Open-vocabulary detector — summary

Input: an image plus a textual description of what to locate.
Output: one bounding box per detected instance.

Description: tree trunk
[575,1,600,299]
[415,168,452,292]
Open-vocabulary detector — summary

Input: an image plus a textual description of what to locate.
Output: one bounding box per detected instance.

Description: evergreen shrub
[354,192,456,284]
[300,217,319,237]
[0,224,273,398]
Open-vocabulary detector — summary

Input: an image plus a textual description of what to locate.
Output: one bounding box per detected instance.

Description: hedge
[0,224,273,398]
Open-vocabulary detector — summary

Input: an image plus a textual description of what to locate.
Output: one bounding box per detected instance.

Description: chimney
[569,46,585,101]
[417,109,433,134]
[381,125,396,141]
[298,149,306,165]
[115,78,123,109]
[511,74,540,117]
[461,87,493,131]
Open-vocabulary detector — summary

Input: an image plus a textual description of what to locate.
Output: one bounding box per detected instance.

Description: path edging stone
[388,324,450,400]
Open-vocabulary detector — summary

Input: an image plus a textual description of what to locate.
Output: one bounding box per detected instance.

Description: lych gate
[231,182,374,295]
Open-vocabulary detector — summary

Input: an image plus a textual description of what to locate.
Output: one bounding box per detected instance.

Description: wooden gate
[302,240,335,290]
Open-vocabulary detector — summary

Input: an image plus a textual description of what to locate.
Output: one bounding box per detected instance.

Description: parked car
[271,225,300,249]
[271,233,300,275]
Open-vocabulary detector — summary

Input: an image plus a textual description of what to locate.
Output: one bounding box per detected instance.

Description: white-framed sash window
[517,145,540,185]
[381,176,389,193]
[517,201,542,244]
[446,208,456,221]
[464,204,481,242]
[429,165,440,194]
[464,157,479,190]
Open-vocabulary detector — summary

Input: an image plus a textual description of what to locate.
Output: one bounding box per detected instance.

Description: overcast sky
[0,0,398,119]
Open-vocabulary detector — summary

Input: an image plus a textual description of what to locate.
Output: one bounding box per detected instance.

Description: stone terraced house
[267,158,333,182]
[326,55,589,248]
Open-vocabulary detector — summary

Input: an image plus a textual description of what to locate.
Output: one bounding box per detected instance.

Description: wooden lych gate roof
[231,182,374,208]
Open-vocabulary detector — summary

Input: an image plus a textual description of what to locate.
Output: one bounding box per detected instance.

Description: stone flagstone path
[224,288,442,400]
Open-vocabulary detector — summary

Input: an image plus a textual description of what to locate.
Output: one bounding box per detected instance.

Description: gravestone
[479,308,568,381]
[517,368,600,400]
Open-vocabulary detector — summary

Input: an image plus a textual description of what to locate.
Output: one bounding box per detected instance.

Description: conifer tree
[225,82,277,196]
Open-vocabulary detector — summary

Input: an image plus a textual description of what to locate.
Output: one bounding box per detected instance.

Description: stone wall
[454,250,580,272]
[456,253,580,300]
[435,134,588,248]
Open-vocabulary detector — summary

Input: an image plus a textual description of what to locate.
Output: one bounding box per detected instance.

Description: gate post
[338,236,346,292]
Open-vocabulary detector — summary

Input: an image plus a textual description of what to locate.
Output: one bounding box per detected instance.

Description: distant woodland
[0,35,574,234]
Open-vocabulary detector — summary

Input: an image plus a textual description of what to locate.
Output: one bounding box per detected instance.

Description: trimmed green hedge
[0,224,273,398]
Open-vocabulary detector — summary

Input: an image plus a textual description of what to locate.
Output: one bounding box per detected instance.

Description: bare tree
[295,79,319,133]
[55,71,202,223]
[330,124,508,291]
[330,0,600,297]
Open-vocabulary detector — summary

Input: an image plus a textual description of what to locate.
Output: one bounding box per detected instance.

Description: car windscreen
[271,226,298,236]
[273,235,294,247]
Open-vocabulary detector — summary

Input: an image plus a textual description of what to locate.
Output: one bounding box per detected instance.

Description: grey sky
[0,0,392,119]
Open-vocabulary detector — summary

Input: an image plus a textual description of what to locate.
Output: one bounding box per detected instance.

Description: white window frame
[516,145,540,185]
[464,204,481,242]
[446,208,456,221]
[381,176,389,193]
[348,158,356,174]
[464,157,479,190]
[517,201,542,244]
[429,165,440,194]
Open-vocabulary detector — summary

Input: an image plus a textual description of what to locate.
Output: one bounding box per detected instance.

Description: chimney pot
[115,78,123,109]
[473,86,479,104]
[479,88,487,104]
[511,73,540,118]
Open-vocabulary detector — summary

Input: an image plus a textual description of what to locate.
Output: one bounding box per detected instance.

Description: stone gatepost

◆ Problem to work on
Reproduce the material above verbatim, from its first line to its last.

◆ Completed exercise
Open-vocabulary detector — summary

Input: an image plus a textual description of what to locate.
Output: one bounding box per detected instance.

Description: tree trunk
[575,1,600,299]
[415,168,452,292]
Open-vocabulary detector — summary

Input: an image plus a textual description of what to locate.
Output: one bounding box per detected instance.

Description: evergreen shrub
[354,192,456,284]
[300,217,319,237]
[0,224,273,398]
Open-vocabulary detector — summary

Input: an image plus a textual description of what to locate.
Output: one bounding box per detected instance.

Description: hedge
[0,224,273,398]
Open-vocabulary detector — summary

Input: an image plus a textual description of what to locate.
Output: one bounding box per detected instance.

Description: chimney
[569,46,585,101]
[417,109,433,134]
[381,125,396,141]
[298,149,306,165]
[115,78,123,109]
[511,74,540,117]
[461,87,493,131]
Open-vocabulary detector — summary

Input: an image plus a textual description of what to locate.
Output: one bounding box per detected instance.

Description: path edging stone
[388,324,450,400]
Open-vocabulary detector — summary

Input: an image plus a textual description of what to locate.
Output: one bounding box per detected instance.

Description: lych gate
[231,182,374,295]
Open-vocabulary detector — summary

Input: an image plus a textual description of what to locate.
Output: one bounding box per detected instance.

Description: wooden gate
[302,240,335,290]
Open-vocabulary detector — summary

Input: an image plus a textual description of what to locate.
Output: one bounding box per detected instance.

Description: parked car
[271,225,300,249]
[271,233,300,275]
Open-vocabulary detector — summary

Input: an image plus a textual description of what to locate.
Output: one bounding box per detected instance.

Description: white-framed sash window
[517,145,540,185]
[381,176,389,193]
[517,201,542,244]
[446,208,456,221]
[464,204,481,242]
[429,165,440,194]
[464,157,479,190]
Open-vocabulary detector — summary

Input: an image plus a textual description of what to locate.
Output: one bounding box per detected instance.

Description: overcast sky
[0,0,398,119]
Open-vocabulary detector — summary

Input: an image plus a textual description of what to locate.
Output: one bounding box per detected instance.

Description: stone terraced house
[267,158,333,182]
[326,55,589,248]
Open-vocabulary detector — summary

Input: an image plus a textual description of what to locate.
Output: one bounding box per detected instance.

Description: wooden lych gate roof
[231,182,374,208]
Open-vocabulary detector — summary

Input: an image plus a textual description of what to locate.
Output: one bounding box per detected instance.

Description: stone flagstone path
[224,288,442,400]
Open-vocabulary detector — summary

Input: an image plus a textual description of what to locate.
Output: one bounding box per detected instance.

Description: gravestone
[479,308,568,381]
[517,368,600,400]
Open-vocabulary detector — summary

Input: an image plus a textual description of what to locate.
Output: one bounding box per detected instance.

Description: conifer tree
[225,82,277,196]
Open-vocabulary detector — summary

Input: an image plus a textual description of what to locate.
Output: one bounding box per detected instance.

Description: stone wall
[454,250,580,272]
[456,253,580,300]
[435,134,588,248]
Open-vocabulary detector — summary

Input: an image plus a textual description of what to locate.
Output: one bounding box per detected instance.

Description: gate post
[338,236,346,292]
Open-vocabulary detector — summary

Input: an image plus a textual description of what to locate.
Output: one bounding box per detected instance.

Description: distant woodland
[0,35,574,234]
Open-vocabulary detector — summary

Input: an image plus a textual description of what to locate.
Output: one bounding box per detected instance.

Description: trimmed green hedge
[0,224,273,398]
Open-vocabulary detector — summary

Input: an image plus a textual description of what to locate.
Output: one bounding box per detected instance.

Description: bare tree
[295,79,319,133]
[55,71,202,223]
[330,124,508,291]
[330,0,600,297]
Open-vocabulary detector — summary

Input: an image plus a textual description of what to locate.
Output: one bounding box per detected instance.

Description: car windscreen
[271,226,298,236]
[273,235,294,247]
Open-vocabulary detector — summary

Input: an image plus a textual description of what to locate.
Output: one bounding box per detected instance.

Description: grey sky
[0,0,392,119]
Open-vocabulary detector — summary

Input: an image plus a textual description of what to locate.
Output: one bounding box per detected instance.

Description: white window frame
[516,145,540,185]
[464,204,481,242]
[446,208,456,221]
[381,176,389,193]
[348,158,356,174]
[464,157,479,190]
[517,201,542,244]
[429,165,440,194]
Open-vocabulary detector — summary

Input: an image plus a textual description of what to locate.
Output: one bounding box per detected instance.

Description: chimney pot
[115,78,123,109]
[473,86,479,104]
[479,88,487,104]
[511,73,540,118]
Open-vocabulary detector — summary

Input: an image plus a textual description of what to locate.
Output: one bounding box per detected instance.

Description: stone gatepost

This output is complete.